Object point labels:
# # # #

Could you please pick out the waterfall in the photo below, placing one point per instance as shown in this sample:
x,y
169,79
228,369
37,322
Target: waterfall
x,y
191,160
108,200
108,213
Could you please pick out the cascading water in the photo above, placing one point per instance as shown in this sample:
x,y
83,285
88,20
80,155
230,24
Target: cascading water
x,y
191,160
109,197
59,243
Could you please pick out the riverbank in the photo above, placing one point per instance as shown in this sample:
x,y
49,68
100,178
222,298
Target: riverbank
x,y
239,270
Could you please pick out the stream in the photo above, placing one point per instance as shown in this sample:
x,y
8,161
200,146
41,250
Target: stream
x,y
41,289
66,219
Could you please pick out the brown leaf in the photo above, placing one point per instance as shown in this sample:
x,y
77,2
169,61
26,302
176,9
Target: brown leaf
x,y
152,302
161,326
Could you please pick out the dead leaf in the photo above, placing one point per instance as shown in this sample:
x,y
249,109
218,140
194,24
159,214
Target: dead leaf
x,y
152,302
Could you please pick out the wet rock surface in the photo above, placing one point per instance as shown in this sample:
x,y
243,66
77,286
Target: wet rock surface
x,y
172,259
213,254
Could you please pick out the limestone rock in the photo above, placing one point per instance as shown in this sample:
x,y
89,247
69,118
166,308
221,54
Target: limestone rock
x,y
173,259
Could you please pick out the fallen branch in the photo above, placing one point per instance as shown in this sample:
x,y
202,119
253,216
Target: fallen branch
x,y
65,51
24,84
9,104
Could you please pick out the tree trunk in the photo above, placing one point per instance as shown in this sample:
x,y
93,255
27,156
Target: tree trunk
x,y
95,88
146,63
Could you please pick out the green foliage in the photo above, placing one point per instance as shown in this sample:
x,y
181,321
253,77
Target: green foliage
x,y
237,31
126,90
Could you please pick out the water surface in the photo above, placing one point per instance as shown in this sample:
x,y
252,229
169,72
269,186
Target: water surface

# # # #

* **What you need to do**: Repeat the listing exactly, from its first line to its last.

* **Task response**:
Could you please pick out the waterfall in the photo below, placing one point per instance as shown in this sample:
x,y
169,79
228,369
37,322
Target: waterfall
x,y
191,160
108,200
108,213
Could you please pick out the cascading water in the photo above, placing one point per instance as shown in this sample:
x,y
83,285
88,20
80,155
230,24
Target: cascading water
x,y
191,160
109,197
59,243
Could you please pick out the riverbank in the photo above, placing one point per instance as shown in this sample:
x,y
49,68
100,178
222,298
Target: riverbank
x,y
239,270
Could you please pick out the stream in the photo above, placing one point per instance as shown in this sample:
x,y
8,161
200,146
41,250
Target: stream
x,y
41,289
66,219
Could you please pick out the brown leaf in the photo above, placing one point per instance as shown in this sample:
x,y
77,2
169,61
26,302
176,9
Target: brown leaf
x,y
152,302
161,326
Could you please pick out the dead leaf in the photo above, placing one point per instance as shown in this sample:
x,y
249,109
218,140
194,24
159,214
Target: dead leaf
x,y
152,302
Could you please pick out the wet rock surface in the photo above, placing one point per instance as shown in this sample:
x,y
243,66
77,286
Target: wet rock surface
x,y
172,259
213,254
Could you please pick out the limestone rock in the photo above, placing one point per instance as shown in this sample:
x,y
89,247
69,118
166,308
221,54
Target: limestone rock
x,y
173,259
Could you please pick out the fallen branch in the photo above, placing one point per instance as shown in this sample:
x,y
202,119
253,216
Target: fallen branch
x,y
65,51
24,84
9,104
Could you please pick out the tree trunk in the photo above, placing one point per instance as shown in this sample:
x,y
93,255
27,156
Target: tree trunk
x,y
95,88
146,63
Could you please pick out the green foliage in the photo above, placing one point per instance as shown in this sample:
x,y
181,321
253,77
Target: green foliage
x,y
237,31
126,90
Could you please pick out the water surface in the photo above, placing one point per instance as shown in this sample:
x,y
252,229
169,72
269,186
Target: water surface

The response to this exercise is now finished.